* [EXERCISE GOAL]
Reproduce each of the lines below word for word, changing no character and keeping every line break.
-- -- --
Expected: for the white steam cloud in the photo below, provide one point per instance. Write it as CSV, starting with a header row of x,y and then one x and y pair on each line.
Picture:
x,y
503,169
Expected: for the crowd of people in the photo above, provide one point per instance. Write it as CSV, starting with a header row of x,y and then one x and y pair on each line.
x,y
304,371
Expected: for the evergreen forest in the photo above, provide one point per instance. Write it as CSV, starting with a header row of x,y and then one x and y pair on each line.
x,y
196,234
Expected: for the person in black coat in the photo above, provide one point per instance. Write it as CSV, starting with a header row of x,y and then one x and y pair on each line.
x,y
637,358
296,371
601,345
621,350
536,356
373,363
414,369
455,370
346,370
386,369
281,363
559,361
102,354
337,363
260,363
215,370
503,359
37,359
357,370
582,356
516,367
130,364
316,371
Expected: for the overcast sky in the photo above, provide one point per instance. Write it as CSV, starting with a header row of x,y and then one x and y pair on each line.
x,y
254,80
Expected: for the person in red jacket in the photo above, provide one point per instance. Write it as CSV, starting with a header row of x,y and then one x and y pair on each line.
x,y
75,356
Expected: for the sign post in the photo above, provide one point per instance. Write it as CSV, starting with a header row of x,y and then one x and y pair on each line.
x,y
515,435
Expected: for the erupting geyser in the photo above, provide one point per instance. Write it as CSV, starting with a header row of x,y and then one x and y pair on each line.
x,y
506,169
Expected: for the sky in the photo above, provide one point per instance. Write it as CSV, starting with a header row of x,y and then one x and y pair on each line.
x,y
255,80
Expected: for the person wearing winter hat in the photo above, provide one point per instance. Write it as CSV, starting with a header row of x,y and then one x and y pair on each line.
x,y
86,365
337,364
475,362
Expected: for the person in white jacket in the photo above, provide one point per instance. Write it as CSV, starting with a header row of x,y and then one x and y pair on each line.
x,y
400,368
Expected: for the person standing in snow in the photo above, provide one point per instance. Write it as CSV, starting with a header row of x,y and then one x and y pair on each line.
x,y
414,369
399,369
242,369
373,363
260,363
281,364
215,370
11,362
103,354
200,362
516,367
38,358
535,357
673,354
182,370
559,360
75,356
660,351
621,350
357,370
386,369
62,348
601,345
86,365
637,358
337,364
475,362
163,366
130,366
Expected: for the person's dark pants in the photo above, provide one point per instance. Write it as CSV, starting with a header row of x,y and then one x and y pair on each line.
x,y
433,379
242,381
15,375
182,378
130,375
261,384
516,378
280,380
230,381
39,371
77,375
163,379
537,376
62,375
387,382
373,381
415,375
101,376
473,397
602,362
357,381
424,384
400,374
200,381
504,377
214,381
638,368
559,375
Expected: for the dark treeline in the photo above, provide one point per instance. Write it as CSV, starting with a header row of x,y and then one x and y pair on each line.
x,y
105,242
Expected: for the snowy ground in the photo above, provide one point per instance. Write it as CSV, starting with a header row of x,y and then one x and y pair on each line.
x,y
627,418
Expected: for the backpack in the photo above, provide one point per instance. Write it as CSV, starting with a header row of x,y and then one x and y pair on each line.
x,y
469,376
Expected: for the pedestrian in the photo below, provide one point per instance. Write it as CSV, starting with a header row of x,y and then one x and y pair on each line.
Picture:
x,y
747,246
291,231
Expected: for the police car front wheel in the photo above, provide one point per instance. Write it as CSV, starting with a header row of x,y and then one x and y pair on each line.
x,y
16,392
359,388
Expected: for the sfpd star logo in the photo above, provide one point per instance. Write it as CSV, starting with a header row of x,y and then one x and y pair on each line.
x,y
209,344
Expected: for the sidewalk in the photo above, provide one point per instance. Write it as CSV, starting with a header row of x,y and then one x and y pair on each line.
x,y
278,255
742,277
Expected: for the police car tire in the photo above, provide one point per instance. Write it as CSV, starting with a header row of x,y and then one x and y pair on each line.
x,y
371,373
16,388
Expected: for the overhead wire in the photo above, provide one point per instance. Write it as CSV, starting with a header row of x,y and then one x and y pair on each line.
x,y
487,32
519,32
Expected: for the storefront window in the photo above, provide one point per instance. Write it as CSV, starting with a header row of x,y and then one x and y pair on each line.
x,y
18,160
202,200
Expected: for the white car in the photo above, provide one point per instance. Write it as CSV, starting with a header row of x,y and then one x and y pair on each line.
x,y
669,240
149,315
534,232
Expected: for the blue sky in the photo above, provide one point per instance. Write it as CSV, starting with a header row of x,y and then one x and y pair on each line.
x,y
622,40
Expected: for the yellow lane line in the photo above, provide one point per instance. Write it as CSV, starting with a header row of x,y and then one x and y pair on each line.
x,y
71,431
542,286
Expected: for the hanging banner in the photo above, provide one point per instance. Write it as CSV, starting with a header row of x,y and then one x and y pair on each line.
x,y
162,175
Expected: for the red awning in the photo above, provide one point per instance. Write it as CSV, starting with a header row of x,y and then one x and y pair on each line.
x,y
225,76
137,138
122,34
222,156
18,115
-- -- --
* [EXERCISE SOLUTION]
Expected: for the white steam cloud in the photo below, provide one point per instance. Write it as CSV, starting with a header row of x,y and then one x and y pair on each line.
Picture:
x,y
503,169
Expected: for the crowd of people in the photo above, provide one point per instance. Write it as CSV, starting with a header row of x,y and then one x and y pair on each line.
x,y
304,371
Expected: for the evergreen forest in the photo above, provide one point per instance. Write it as CSV, starting with a header row of x,y and then one x and y pair on each line.
x,y
196,234
Expected: for the person in black coat in the photo above, provide one point per instance. Write it as CSV, starting with a header row of x,y and then one x and y pair on each line.
x,y
637,358
296,371
601,345
621,350
536,356
373,363
414,369
455,370
346,370
386,369
281,363
559,361
102,354
337,363
260,363
215,370
503,359
37,359
357,370
582,356
516,367
130,364
316,371
Expected: for the overcast sky in the photo above, provide one point per instance. Write it as CSV, starting with a header row of x,y and then one x and y pair on each line.
x,y
254,80
Expected: for the person in red jacket in the photo above, provide one point per instance. Write it as CSV, starting with a header row of x,y and then one x and y pair on each line.
x,y
75,356
Expected: for the sign post in the photo above, provide one point per instance. Write it as CSV, starting with a header row of x,y and then one x and y pair on each line.
x,y
515,435
Expected: for the erupting geyser in the photo above, provide one point per instance. Write it as CSV, starting with a header row of x,y and then one x and y pair on each line.
x,y
506,169
Expected: for the sky in the photo above, provide one point per instance. Write it as CSV, starting with a header row of x,y and then one x and y pair on each line.
x,y
255,80
Expected: for the person wearing winter hat in the photo above, provide one point per instance. Write it as CSV, starting with a header row of x,y and then one x and y pair on each line.
x,y
86,365
337,364
475,362
Expected: for the person in white jacket in the photo above, provide one point per instance. Write it as CSV, starting with a header row of x,y and then one x and y pair on each line.
x,y
400,368
Expected: for the person standing in snow in the photo above, provide one point per instance. Write it as CSV, starting with a header row of x,y and then one x and y pair on each line.
x,y
414,369
399,369
242,369
373,363
260,363
281,364
215,370
11,362
103,354
200,362
516,367
38,358
535,357
673,354
182,370
559,360
75,356
660,351
621,350
357,370
386,369
62,348
601,345
86,365
637,358
337,364
475,362
163,366
130,366
Expected: for the person's dark pants in the photo above, provide one point per instance. Write it as CSV, starting with a header row of x,y and then one x and y pair on each line.
x,y
433,379
242,381
15,375
182,378
130,375
261,384
516,378
280,380
230,381
39,371
77,375
163,379
537,376
62,375
387,382
373,381
415,375
101,376
473,397
602,362
357,381
424,384
400,374
200,381
504,377
214,381
638,368
559,375
Expected: for the dark treeline in the photo above, provide one point per instance. Write it as CSV, starting with a header row of x,y and then one x and y pair on each line.
x,y
105,242
Expected: for the snowy ground in the photo above, provide one point per instance. Write it as CSV, starting with a header row of x,y and then one x and y pair on each line.
x,y
627,418
Expected: for the backpack in the photo above, provide one point per instance. Write it as CSV, starting with a header row of x,y and then one x and y pair on each line.
x,y
469,376
Expected: for the pedestrian in the photo below, provide one point per instance. Write it as CSV, starting with a header row of x,y and then one x and y pair on each line.
Picture:
x,y
747,246
291,231
Expected: for the police car front wheel in the photo above, provide one point per instance. Write it as CSV, starting with a header row of x,y and then one x and y pair on each line.
x,y
16,392
359,388
Expected: for the sfpd star logo in the photo above, provide one point per instance. Write it as CSV, starting with a header row of x,y and then one x and y pair on each line.
x,y
209,344
Expected: for the sidewalk in the photo above, provide one point per instance. Write it as CSV, starting with a header row of x,y and then one x and y pair on each line.
x,y
278,255
742,277
Expected: for the police car tire in the photo above, provide one point per instance. Write it as CSV, starting with a header row of x,y and then one x and y pair on each line.
x,y
371,373
16,388
Expected: for the overhead wire in the photo above, provide one point per instance. Write it as CSV, starting with a header row of x,y and then one x and y pair on each line.
x,y
487,32
519,32
Expected: for the storefront window in the photo above, provide one point per instance. Write it as CSV, starting with a header row of x,y and then one x and y pair on each line.
x,y
18,160
202,200
Expected: for the white car in the photo above, provide one point per instance. Write it as CSV, starting with a header row of x,y and then one x and y pair on each line.
x,y
669,240
149,315
534,232
Expected: for the blue sky in the photo above, provide one point per instance. Write it as CSV, starting with a header row of x,y and then one x and y pair on each line.
x,y
622,40
Expected: for the yellow lane line in the photo above, provide one point per instance. Write it as CSV, starting with a header row of x,y and then one x and y pair on each line.
x,y
71,431
542,286
Expected: for the hanging banner in the photo above, provide one point per instance. Write it as CSV, starting with a header row of x,y and then one x and y pair on each line.
x,y
162,175
Expected: for the red awning in the photo above, provide one point per instance. Write it as CSV, starting with a header row of x,y and then one x and y pair on each line.
x,y
225,76
137,138
122,34
222,156
18,115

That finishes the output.